**YOUR TASK:** Rescale the records between the line holding "[tag] wooden support" and the line holding "(1013, 301)", inclusive. Write out every one of those lines again, requests included, and multiply each answer coordinate by 0.35, rounding to the nearest whole number with halves rounded up.

**GIVEN DATA:**

_ _ _ _ _ _ _

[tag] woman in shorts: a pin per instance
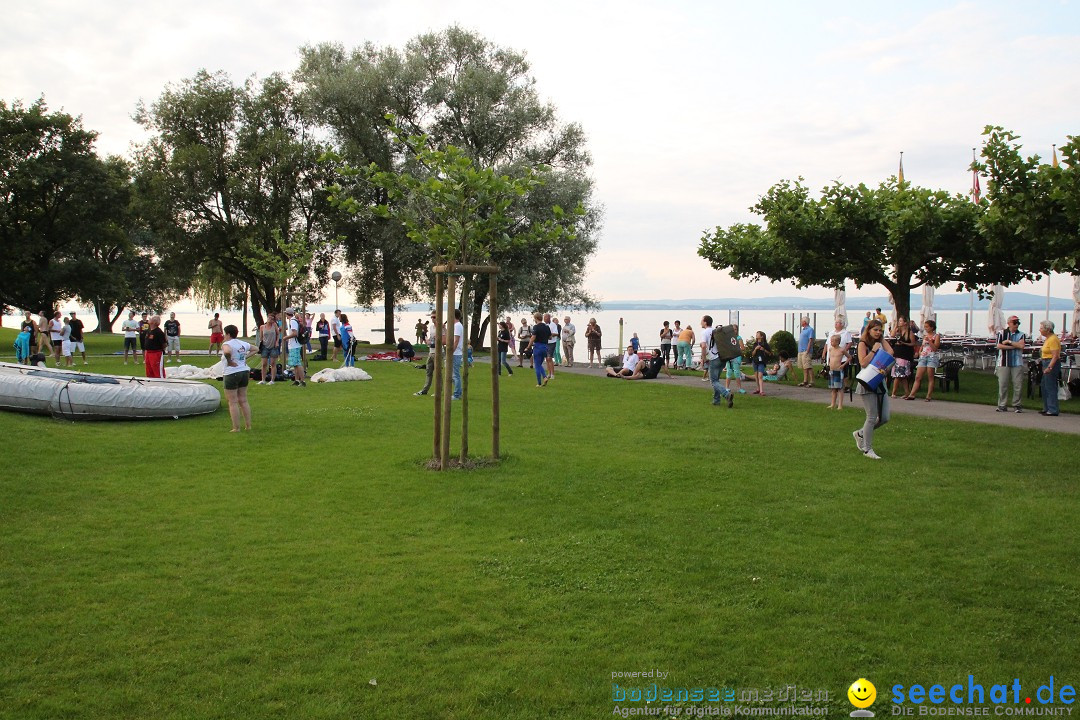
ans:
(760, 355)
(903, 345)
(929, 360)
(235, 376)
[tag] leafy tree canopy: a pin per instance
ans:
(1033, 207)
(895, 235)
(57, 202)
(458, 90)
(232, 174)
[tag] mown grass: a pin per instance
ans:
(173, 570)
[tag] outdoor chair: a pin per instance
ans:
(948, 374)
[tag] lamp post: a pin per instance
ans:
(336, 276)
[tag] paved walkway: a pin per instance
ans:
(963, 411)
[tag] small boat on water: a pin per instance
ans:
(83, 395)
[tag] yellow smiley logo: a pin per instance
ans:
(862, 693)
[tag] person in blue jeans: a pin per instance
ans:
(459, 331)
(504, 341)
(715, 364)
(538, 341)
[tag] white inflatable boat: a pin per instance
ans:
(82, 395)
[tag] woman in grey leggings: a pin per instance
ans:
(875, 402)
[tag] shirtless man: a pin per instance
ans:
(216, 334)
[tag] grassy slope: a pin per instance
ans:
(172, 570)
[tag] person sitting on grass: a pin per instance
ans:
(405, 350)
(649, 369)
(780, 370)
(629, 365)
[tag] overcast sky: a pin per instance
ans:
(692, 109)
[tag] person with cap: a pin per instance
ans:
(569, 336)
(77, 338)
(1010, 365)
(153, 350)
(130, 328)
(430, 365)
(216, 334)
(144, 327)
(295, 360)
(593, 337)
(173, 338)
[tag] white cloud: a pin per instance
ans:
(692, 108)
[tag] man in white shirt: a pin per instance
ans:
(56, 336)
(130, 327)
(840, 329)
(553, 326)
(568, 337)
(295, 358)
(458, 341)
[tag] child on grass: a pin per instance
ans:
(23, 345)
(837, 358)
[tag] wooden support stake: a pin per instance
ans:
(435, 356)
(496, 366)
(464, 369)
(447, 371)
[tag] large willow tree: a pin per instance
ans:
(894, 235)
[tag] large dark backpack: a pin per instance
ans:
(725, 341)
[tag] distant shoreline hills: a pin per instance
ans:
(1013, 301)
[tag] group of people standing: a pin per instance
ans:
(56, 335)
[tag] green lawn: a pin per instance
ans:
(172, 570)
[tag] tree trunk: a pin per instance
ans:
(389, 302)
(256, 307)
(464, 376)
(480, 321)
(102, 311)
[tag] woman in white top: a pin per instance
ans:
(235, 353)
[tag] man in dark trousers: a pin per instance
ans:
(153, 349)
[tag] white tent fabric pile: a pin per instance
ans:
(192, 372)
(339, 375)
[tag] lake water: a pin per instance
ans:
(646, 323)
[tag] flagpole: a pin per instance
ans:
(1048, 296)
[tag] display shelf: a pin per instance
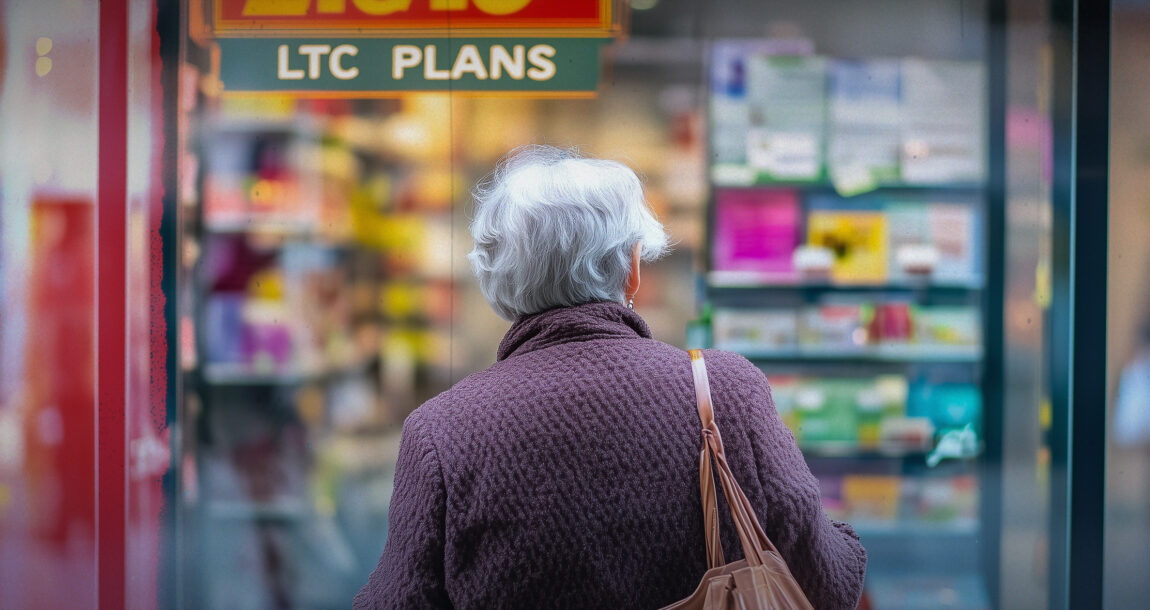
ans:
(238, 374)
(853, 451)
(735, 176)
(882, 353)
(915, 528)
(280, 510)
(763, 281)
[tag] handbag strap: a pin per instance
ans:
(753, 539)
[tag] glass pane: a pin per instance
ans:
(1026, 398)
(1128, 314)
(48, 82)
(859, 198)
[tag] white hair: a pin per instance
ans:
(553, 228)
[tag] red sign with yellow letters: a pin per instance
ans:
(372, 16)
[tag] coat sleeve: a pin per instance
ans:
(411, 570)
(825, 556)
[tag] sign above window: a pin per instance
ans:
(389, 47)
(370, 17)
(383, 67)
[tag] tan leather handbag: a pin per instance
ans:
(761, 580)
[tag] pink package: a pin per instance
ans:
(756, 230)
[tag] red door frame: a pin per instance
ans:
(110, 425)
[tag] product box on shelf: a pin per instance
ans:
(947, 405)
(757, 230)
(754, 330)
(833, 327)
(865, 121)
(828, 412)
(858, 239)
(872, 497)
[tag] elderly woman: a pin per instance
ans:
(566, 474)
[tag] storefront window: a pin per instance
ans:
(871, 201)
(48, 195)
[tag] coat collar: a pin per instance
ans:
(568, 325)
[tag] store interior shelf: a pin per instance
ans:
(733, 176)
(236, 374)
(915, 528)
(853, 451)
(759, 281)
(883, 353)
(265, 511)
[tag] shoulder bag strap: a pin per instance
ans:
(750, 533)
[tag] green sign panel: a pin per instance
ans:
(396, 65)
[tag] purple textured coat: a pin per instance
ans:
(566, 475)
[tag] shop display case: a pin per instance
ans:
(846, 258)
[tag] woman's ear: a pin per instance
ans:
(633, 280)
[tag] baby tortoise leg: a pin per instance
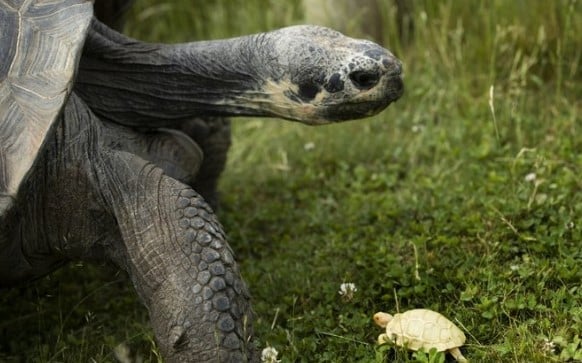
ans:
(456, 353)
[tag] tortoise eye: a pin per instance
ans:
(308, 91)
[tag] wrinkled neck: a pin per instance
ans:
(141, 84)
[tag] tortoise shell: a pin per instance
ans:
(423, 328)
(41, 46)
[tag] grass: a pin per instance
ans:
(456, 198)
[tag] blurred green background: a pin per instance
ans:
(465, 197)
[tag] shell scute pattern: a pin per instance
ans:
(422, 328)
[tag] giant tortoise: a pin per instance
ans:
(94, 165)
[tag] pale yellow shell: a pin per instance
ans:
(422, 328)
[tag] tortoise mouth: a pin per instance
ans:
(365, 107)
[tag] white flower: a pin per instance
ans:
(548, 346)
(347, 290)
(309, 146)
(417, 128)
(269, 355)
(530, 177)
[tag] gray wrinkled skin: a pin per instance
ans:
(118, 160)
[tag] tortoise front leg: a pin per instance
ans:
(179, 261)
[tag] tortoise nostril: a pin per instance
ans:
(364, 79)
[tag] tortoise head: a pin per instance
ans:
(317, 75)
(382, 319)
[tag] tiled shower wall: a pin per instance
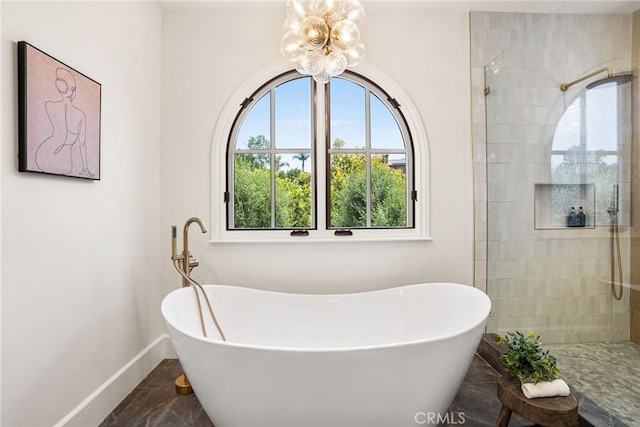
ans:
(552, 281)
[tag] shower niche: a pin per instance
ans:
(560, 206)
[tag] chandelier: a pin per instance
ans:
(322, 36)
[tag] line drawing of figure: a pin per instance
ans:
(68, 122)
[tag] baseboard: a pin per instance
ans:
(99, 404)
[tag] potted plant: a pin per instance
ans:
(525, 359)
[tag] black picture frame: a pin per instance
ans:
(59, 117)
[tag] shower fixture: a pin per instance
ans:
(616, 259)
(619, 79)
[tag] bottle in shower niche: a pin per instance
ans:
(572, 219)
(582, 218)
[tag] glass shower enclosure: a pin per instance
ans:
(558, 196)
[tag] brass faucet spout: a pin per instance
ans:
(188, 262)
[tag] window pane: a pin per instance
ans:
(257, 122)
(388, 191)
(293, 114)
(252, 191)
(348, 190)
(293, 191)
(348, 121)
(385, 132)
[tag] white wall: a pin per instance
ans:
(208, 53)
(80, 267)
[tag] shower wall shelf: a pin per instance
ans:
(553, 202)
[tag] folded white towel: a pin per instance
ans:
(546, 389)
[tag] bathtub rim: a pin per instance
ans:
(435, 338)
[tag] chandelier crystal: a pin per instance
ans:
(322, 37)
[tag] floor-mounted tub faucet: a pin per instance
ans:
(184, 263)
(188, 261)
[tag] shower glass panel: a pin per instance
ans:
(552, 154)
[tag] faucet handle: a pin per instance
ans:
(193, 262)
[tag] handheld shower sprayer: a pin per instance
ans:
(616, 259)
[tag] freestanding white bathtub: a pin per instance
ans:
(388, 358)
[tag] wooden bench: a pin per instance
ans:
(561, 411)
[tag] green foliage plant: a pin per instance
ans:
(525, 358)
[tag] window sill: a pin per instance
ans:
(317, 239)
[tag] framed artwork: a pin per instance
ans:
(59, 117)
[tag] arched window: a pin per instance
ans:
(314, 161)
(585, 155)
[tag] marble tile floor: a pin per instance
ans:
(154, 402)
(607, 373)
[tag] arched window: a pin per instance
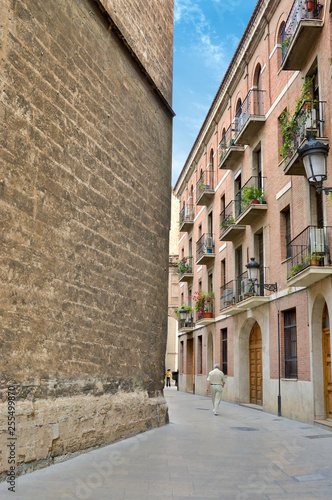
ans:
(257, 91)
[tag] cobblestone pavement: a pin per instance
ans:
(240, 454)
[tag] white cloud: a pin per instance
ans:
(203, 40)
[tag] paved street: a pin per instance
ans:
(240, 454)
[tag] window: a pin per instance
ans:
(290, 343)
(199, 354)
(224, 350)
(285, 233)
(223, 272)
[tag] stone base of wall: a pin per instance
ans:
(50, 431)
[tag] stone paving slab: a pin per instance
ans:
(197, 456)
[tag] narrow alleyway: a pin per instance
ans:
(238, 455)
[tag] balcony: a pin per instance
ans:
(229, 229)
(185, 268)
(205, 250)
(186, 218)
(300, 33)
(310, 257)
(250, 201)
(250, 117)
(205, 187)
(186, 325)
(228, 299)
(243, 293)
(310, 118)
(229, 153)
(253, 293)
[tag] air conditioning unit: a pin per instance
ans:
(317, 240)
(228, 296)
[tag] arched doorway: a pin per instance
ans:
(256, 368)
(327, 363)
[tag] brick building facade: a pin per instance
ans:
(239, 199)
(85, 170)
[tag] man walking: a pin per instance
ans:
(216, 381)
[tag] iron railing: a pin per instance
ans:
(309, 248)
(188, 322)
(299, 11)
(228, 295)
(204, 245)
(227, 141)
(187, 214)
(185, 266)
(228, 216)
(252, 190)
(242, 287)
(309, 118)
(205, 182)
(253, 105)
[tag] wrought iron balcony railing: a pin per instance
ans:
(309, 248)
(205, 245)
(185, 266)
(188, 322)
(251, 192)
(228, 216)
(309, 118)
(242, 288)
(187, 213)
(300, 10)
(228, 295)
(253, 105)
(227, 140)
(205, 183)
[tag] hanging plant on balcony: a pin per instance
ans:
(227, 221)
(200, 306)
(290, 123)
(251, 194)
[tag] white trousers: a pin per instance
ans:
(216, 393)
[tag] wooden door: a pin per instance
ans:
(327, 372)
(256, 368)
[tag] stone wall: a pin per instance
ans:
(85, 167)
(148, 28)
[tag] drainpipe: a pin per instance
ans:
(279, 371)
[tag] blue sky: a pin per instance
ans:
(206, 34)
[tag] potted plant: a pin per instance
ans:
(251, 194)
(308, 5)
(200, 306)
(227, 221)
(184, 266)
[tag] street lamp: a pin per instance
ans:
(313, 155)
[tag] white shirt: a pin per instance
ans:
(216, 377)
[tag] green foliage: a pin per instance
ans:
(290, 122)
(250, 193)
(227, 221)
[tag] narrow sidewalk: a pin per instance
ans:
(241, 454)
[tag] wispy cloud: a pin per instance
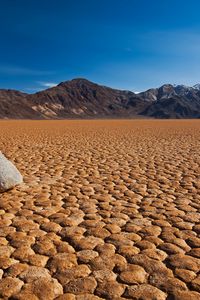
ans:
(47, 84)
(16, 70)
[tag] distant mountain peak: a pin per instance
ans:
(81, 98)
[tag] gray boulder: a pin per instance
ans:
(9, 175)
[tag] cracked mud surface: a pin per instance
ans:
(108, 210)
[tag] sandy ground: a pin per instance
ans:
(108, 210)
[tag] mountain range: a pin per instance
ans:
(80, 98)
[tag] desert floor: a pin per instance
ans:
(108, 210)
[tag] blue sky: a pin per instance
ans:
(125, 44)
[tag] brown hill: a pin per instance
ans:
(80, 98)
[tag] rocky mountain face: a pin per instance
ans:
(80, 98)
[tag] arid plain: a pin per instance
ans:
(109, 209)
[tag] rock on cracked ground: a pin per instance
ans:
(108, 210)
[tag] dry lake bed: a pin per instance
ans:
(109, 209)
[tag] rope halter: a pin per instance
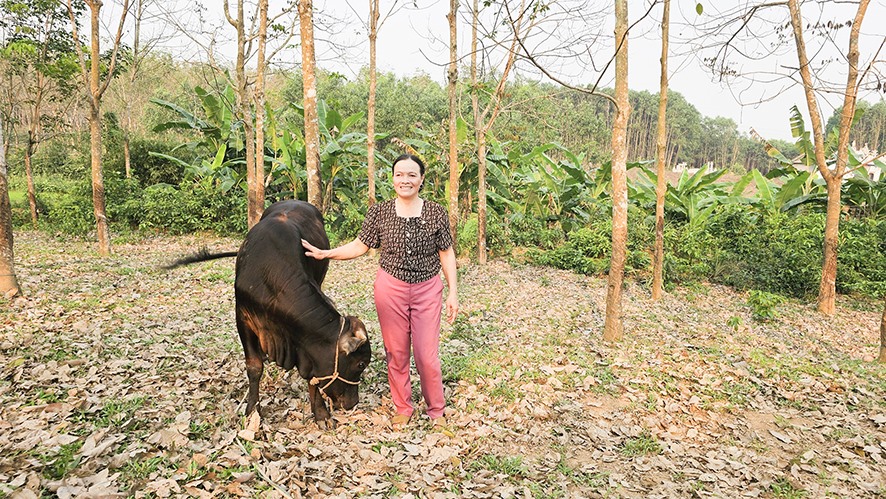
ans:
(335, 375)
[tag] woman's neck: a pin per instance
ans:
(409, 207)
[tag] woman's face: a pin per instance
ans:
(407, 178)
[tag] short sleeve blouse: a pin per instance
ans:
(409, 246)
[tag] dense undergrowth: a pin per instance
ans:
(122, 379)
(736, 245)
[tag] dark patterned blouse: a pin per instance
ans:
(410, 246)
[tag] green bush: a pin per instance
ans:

_ _ _ _ _ _ _

**OUTPUT OF THE EXERCISE:**
[tag] wooden support stake: a pin per instance
ans:
(152, 125)
(174, 128)
(162, 129)
(156, 130)
[tag] large willow tree: a pin per instance
ans:
(313, 82)
[tag] large dark backpack: a pin per instance
ans:
(254, 119)
[tag] distant shoreline hills: a pin per instance
ans:
(355, 105)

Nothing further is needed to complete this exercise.